▶ [Request]: Copy the material below word for word, from the line containing "the loader bucket" through the line containing "point(117, 23)", including both of those lines. Leave the pictures out.

▶ [Available records]:
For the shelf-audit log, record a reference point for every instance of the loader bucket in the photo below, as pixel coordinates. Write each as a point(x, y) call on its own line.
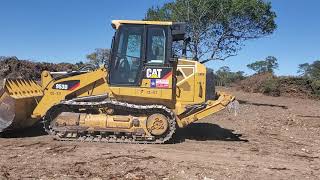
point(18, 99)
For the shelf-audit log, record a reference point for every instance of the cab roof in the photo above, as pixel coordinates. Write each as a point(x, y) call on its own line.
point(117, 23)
==
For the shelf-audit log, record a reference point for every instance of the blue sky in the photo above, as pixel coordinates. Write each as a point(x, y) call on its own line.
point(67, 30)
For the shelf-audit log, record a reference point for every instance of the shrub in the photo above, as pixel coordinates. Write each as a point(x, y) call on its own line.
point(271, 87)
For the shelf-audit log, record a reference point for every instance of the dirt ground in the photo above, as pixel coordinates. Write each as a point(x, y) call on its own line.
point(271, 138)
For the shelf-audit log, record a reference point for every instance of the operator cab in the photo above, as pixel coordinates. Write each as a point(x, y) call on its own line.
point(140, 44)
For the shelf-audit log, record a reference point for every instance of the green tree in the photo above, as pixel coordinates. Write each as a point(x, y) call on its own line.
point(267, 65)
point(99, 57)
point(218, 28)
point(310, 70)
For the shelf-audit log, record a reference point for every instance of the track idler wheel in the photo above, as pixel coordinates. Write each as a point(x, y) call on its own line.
==
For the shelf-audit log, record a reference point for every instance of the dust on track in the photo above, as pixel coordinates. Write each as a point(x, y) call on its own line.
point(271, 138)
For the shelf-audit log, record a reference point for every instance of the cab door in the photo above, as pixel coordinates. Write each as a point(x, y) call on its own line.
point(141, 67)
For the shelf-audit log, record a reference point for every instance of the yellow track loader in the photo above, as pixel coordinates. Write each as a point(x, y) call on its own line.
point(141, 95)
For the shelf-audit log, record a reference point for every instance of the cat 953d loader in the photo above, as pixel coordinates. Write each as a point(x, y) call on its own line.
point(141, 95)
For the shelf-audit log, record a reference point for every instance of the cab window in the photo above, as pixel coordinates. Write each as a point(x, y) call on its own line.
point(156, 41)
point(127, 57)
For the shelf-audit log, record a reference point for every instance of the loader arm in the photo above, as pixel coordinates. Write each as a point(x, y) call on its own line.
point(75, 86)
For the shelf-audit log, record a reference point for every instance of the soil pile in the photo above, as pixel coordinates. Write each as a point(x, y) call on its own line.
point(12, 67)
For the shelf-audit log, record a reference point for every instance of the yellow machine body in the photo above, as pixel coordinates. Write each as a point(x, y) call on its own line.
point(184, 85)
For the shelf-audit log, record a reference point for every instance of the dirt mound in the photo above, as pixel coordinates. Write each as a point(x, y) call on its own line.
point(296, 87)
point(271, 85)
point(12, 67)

▶ [Solution to this problem]:
For the shelf-audit log, record a reference point for every instance of the loader bucket in the photo below, as pixel coordinates. Write each as a point(x, y) call on its own line.
point(18, 99)
For the shelf-audit log, record a reference point for every instance of the cab roof in the photo above, as pixel coordinates. Write each as a point(x, y) call on its own line.
point(117, 23)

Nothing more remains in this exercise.